**What to work on:** From the data below, return all lines holding the string "wall".

Referring expression pointing data
####################
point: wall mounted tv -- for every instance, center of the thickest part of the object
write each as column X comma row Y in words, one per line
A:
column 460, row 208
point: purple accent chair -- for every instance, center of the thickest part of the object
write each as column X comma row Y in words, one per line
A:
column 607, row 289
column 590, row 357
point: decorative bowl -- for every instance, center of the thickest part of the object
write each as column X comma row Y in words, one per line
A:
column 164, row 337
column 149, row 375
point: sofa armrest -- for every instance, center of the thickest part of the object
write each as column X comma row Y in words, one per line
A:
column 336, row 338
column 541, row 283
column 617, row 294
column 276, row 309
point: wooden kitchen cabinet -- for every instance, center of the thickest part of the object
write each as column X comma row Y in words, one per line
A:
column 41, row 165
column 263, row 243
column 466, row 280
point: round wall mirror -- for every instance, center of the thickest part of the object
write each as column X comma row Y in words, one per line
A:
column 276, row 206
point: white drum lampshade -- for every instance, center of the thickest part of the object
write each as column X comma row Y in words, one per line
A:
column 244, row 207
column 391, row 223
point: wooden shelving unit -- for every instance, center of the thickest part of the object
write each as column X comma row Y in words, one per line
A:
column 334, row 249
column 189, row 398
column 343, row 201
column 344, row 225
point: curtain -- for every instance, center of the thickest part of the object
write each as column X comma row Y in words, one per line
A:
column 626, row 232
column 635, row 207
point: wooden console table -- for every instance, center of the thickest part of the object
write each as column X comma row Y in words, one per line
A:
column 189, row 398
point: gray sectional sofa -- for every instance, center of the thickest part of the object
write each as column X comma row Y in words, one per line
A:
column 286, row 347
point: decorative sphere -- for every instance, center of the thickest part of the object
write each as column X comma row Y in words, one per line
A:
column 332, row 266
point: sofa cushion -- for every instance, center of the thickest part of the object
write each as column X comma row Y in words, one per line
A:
####################
**Reply to the task:**
point: wall mounted tv -- for every instance, center of the thickest part of the object
point: round wall mirror -- for every instance, center of the thickest part of the object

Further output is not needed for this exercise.